=== Records for the task ===

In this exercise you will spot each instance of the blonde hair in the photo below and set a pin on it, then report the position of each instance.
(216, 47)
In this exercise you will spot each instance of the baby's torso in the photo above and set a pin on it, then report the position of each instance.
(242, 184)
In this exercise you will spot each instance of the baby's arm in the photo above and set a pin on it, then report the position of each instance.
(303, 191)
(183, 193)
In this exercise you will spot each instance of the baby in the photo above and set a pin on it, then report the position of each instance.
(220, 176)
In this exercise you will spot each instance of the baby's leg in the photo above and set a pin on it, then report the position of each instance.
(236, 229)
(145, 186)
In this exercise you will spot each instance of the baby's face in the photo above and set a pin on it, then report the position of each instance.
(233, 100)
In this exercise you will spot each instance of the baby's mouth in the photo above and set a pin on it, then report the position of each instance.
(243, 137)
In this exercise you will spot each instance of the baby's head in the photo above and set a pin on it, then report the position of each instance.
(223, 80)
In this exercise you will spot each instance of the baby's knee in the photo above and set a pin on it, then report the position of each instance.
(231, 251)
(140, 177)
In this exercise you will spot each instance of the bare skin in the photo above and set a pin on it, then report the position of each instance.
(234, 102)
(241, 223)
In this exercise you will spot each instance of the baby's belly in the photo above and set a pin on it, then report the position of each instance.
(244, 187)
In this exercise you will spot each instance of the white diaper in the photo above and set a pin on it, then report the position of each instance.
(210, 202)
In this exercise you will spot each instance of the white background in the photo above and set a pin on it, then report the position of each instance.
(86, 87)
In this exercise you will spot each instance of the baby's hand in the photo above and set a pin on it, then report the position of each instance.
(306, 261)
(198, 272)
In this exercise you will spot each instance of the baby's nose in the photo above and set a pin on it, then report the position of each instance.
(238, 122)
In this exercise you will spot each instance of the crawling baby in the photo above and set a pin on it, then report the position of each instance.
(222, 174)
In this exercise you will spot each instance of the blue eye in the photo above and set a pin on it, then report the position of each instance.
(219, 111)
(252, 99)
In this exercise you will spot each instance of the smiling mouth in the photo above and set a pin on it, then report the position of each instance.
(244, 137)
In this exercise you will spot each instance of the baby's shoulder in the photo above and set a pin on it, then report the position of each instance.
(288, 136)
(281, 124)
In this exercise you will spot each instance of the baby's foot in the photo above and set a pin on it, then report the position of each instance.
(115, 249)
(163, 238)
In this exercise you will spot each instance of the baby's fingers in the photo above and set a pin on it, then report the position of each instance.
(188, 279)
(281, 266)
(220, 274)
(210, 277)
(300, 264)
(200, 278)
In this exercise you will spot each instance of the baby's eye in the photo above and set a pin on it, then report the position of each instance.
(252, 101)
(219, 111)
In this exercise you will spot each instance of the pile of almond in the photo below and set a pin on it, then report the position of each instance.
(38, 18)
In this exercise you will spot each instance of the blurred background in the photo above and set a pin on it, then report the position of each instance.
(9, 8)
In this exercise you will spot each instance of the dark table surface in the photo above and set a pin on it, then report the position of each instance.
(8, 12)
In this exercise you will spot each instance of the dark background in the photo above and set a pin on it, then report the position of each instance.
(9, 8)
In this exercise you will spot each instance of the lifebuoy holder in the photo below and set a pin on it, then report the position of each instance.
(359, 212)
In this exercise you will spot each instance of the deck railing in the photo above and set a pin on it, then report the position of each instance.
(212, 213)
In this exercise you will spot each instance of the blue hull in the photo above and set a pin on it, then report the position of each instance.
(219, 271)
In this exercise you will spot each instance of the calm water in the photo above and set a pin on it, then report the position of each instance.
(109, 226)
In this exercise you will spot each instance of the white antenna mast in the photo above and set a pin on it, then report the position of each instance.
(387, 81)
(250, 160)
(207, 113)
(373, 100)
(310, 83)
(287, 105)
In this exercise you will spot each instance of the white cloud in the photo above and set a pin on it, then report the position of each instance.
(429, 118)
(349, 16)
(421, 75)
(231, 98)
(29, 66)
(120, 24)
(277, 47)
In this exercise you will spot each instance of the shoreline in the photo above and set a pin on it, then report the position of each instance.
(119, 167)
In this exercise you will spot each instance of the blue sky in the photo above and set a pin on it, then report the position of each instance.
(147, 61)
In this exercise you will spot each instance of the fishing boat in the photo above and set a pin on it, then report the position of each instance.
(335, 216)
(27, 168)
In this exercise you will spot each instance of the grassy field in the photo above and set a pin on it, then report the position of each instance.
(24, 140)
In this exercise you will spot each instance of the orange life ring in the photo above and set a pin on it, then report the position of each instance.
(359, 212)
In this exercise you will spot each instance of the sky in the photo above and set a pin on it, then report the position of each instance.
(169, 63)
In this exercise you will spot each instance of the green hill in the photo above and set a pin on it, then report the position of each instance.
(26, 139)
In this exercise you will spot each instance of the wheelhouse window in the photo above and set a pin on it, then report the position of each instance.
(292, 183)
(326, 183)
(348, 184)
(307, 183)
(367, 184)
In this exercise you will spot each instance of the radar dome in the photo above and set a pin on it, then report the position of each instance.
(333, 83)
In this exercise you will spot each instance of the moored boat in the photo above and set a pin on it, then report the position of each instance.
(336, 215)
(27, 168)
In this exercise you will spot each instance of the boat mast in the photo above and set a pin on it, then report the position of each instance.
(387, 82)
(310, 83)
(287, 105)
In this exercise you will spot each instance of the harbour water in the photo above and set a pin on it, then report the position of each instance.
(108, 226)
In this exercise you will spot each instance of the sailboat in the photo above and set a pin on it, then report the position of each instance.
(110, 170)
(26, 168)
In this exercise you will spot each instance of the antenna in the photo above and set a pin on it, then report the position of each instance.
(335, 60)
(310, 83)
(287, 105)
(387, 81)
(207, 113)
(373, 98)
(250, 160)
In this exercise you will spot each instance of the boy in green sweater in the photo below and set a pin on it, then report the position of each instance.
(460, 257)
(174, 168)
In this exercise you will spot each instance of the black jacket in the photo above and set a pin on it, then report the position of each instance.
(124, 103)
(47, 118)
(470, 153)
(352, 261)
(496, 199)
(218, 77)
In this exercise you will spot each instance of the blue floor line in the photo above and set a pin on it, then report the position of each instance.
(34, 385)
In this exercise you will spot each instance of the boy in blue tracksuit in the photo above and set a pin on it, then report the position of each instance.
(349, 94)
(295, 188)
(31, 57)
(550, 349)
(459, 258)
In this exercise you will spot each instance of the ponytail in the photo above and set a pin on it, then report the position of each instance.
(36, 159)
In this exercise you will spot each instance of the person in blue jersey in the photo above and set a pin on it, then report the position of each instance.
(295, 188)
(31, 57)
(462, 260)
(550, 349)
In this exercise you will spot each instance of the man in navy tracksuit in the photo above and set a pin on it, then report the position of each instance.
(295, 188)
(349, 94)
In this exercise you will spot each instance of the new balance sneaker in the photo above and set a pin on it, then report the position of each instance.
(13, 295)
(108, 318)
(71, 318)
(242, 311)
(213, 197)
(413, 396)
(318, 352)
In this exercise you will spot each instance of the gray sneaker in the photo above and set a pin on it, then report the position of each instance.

===

Exercise — Write the records out once more, exactly as shown.

Result of this task —
In this exercise you will spot each instance of the blonde hair in the photo below and set a pin on it, then report the position of each instance.
(216, 47)
In this exercise you will spot each instance of the baby's torso in the photo above and set a pin on it, then report the position of each instance.
(242, 184)
In this exercise you will spot each instance of the baby's arm in the photo above and set a pin on it, then report the position of each instance.
(303, 191)
(183, 193)
In this exercise you will spot each instance of the baby in the photo above and set a pin on it, then report the position of each instance.
(220, 176)
In this exercise you will spot each instance of the baby's leg in the photo above and set a pin on it, then report the position of each instance.
(236, 229)
(145, 186)
In this exercise you will spot each instance of the baby's face in the photo above and set a pin on it, then report the position of each instance.
(233, 100)
In this exercise you will spot each instance of the baby's mouth in the photo above and set a pin on it, then report the position of each instance.
(243, 137)
In this exercise you will spot each instance of the baby's head in the photo above and set a pin on it, then report the position of each instance.
(223, 80)
In this exercise you will spot each instance of the baby's knee in the photo above and set a pin on it, then report the position of each instance.
(231, 251)
(140, 177)
In this exercise you will spot each instance of the bare skin in the photo above and set a pin on it, then report the position of each instance.
(234, 102)
(241, 223)
In this exercise you will spot each instance of the baby's belly in the photo above and set a pin on it, then report the position of each instance.
(244, 187)
In this exercise you will spot each instance of the white diaper in the photo above and set a pin on it, then report the position of each instance.
(210, 202)
In this exercise you will spot each instance of the white background in the photo above and set a pin on it, then report the position of each instance.
(86, 87)
In this exercise you will spot each instance of the baby's hand in the photo above and set a pin on it, then report the position of each instance.
(306, 261)
(198, 272)
In this exercise you will spot each instance of the baby's nose in the photo above and set a pin on it, then report the position of each instance.
(238, 122)
In this exercise you will spot each instance of the crawling baby in the photo above and set a pin on it, then report the position of each instance.
(222, 174)
In this exercise you will spot each instance of the blue eye in the photo above and set a pin on it, then report the position of each instance.
(219, 111)
(252, 99)
In this exercise you will spot each instance of the smiling mouth in the photo above and set a pin on it, then report the position of each instance.
(244, 137)
In this exercise you will spot each instance of the baby's shoulder in the photo above and set a pin on it, then report the position of each instance.
(288, 136)
(281, 124)
In this exercise you will spot each instance of the baby's foot in the photo above and set a pin on it, then report the position of each instance.
(115, 249)
(163, 238)
In this exercise you will spot each instance of the baby's fingers in the photo above and set a pin on it, then report the position of each instance.
(188, 279)
(281, 266)
(220, 274)
(210, 277)
(300, 264)
(200, 278)
In this exercise you will spot each instance of the baby's eye in the photo above and set a pin on it, then report the position of each instance.
(252, 101)
(219, 111)
In this exercise you will spot each instance of the pile of almond in the photo below and set a pin on it, then report the position of each instance.
(38, 18)
In this exercise you will spot each instance of the blurred background in the photo above and set a pin on it, then report the position of each instance.
(9, 8)
In this exercise you will spot each instance of the dark table surface in the photo above and set a pin on it, then report the position of each instance.
(8, 12)
In this exercise you will spot each instance of the dark background in the photo above and set a pin on it, then report the position of each instance.
(9, 8)
In this exercise you will spot each instance of the lifebuoy holder in the photo below and set a pin on it, then report the position of each instance.
(359, 212)
In this exercise you will spot each instance of the deck railing in the photo above and set a pin on it, then report the position of each instance.
(212, 213)
In this exercise you will spot each instance of the blue hull in the photo above and set a pin on it, then report the position of each instance.
(219, 271)
In this exercise you will spot each instance of the calm water in the photo above and set a pin on it, then report the position of each instance.
(109, 226)
In this exercise you will spot each instance of the white antenna mast in the photo above and set a pin on it, then report the position of each instance.
(387, 81)
(250, 160)
(207, 113)
(373, 100)
(310, 83)
(287, 105)
In this exercise you will spot each instance of the white cloud in the photo above and set a pin on it, then report the position of each instance.
(429, 118)
(349, 16)
(421, 75)
(231, 98)
(29, 66)
(120, 24)
(277, 47)
In this exercise you will spot each instance of the shoreline in the photo above and set a pin on it, then report the position of each instance.
(119, 167)
In this exercise you will spot each instance of the blue sky in the photo above and set a pin on it, then report the position of each instance.
(147, 61)
In this exercise you will spot each instance of the fishing boat in the photo above and set a pin on it, then report the position of each instance.
(335, 216)
(27, 168)
In this exercise you will spot each instance of the grassy field in the photo above and set a pin on it, then report the position of each instance.
(24, 140)
In this exercise you will spot each instance of the orange life ring in the photo above and set a pin on it, then report the position of each instance.
(359, 212)
In this exercise you will spot each instance of the sky in the photo above and set a pin on it, then report the position of each instance.
(169, 63)
In this exercise you will spot each instance of the green hill in the photo above and set a pin on it, then report the position of each instance.
(26, 139)
In this exercise you will spot each instance of the wheelhouse window in the photo above and set a pin on it, then report the position of each instance.
(292, 183)
(326, 183)
(348, 184)
(307, 183)
(367, 184)
In this exercise you will spot each instance of the radar dome in the photo above and set a pin on it, then report the position of each instance.
(333, 83)
In this exercise you will spot each instance of the moored boat in the photo above and set a pin on it, then report the position of each instance.
(336, 215)
(27, 168)
In this exercise you will spot each instance of the boat mast in the photo above and set a pin on it, then report the position of each instance.
(387, 82)
(310, 83)
(287, 105)
In this exercise you will spot each instance of the harbour water in the photo above and set a pin on it, then report the position of each instance.
(108, 226)
In this exercise you will spot each instance of the sailboat in the photo above and set a pin on it, then report the position of each instance.
(110, 170)
(26, 168)
In this exercise you will spot each instance of the antenna in the photo above and set a pin on it, then report the position of each instance.
(335, 60)
(310, 83)
(287, 105)
(387, 81)
(207, 113)
(373, 98)
(250, 160)
In this exercise you will spot each instance of the boy in green sweater in the photo below and set a pin on it, then report the position of each instance.
(460, 257)
(174, 168)
In this exercise you will spot each instance of the black jacket in the photo above and set a pin on it, then report the position of each instance.
(124, 103)
(47, 118)
(470, 153)
(352, 261)
(496, 199)
(218, 77)
In this exercise you will spot each instance of the blue floor line in the photo above and set a pin on it, then report the position of each instance.
(34, 385)
In this exercise you will spot each instance of the boy in blue tracksuit in the photo above and set a pin on it, then report the position of each instance.
(349, 94)
(295, 188)
(31, 57)
(550, 349)
(459, 258)
In this exercise you will spot each instance of the ponytail in the photo above and set a pin on it, then report the position of each instance.
(36, 159)
In this exercise you will spot each instance of the person in blue jersey in the photo above and set a pin on it, then report the position of each instance.
(295, 188)
(31, 57)
(462, 260)
(550, 349)
In this exercise you will spot each instance of the man in navy tracksuit in the photo above and set a pin on it, then report the position of each instance.
(295, 188)
(349, 94)
In this exercise you will spot each instance of the new balance sneaker in the photo above and set a pin on it, then report the position of each instance.
(13, 295)
(108, 318)
(71, 318)
(242, 311)
(213, 197)
(413, 396)
(318, 352)
In this exercise you will spot each instance of the gray sneaker in the photo above and set a pin on it, then report the position of each instance.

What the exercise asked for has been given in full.